* Dataset records
-- Begin --

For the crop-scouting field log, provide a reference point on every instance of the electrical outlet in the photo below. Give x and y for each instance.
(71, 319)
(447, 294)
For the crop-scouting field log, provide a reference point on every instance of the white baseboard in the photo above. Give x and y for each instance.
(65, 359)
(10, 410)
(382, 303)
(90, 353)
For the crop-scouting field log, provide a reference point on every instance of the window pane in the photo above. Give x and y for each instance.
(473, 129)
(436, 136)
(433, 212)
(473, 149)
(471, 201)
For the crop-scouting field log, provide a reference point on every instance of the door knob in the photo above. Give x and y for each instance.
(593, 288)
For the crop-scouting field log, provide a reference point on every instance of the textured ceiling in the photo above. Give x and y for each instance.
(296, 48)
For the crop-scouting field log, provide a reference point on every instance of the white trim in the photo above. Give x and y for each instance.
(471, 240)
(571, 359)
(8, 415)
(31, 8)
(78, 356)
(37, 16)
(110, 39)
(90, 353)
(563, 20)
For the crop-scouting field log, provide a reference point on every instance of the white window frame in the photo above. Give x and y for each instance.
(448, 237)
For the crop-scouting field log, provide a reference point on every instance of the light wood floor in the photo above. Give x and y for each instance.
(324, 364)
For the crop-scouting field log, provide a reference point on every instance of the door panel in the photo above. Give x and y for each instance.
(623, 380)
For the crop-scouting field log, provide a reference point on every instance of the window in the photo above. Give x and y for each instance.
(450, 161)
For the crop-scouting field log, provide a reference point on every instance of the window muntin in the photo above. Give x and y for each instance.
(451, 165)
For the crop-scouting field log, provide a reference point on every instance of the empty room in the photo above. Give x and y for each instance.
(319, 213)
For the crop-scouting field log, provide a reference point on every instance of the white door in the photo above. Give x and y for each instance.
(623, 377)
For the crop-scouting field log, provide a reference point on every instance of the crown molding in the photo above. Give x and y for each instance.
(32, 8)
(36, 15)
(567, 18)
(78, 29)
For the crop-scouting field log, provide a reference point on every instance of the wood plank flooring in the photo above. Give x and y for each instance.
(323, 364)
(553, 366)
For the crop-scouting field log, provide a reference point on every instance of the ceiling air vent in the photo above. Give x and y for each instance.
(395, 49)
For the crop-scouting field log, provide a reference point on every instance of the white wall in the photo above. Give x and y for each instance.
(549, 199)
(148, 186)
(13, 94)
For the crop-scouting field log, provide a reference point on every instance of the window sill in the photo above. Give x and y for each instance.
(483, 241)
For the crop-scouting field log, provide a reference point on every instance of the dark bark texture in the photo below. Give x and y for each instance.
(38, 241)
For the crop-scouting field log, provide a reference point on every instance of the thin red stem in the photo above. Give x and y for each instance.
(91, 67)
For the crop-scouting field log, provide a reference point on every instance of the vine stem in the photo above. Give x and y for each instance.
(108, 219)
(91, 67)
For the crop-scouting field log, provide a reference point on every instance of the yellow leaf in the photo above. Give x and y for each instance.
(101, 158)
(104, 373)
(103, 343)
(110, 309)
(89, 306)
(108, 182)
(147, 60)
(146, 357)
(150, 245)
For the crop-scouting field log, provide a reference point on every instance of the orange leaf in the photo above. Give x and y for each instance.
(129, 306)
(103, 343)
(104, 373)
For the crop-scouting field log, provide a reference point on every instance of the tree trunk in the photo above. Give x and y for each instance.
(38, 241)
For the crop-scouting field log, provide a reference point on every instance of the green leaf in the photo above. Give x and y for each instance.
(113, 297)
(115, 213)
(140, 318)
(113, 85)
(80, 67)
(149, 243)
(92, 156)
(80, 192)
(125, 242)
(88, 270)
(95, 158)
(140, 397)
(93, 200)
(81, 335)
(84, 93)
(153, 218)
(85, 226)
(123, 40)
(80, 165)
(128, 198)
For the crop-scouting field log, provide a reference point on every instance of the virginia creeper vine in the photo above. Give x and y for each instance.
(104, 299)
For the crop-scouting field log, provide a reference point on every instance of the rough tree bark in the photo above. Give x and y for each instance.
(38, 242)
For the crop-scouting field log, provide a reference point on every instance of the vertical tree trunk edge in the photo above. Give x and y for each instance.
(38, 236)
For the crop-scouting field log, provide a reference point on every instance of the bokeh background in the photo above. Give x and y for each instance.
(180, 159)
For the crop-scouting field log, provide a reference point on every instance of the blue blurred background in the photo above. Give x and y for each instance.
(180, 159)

-- End --

* Requirement
Render as a numbered list the lines from the one containing "of the blue" through the end of the listing above, omitting any blank lines.

* Answer in full
1. For the crop-scouting field log, provide a reference point on every instance of the blue blurred background in the photo above. Give x and y for each instance.
2. (180, 159)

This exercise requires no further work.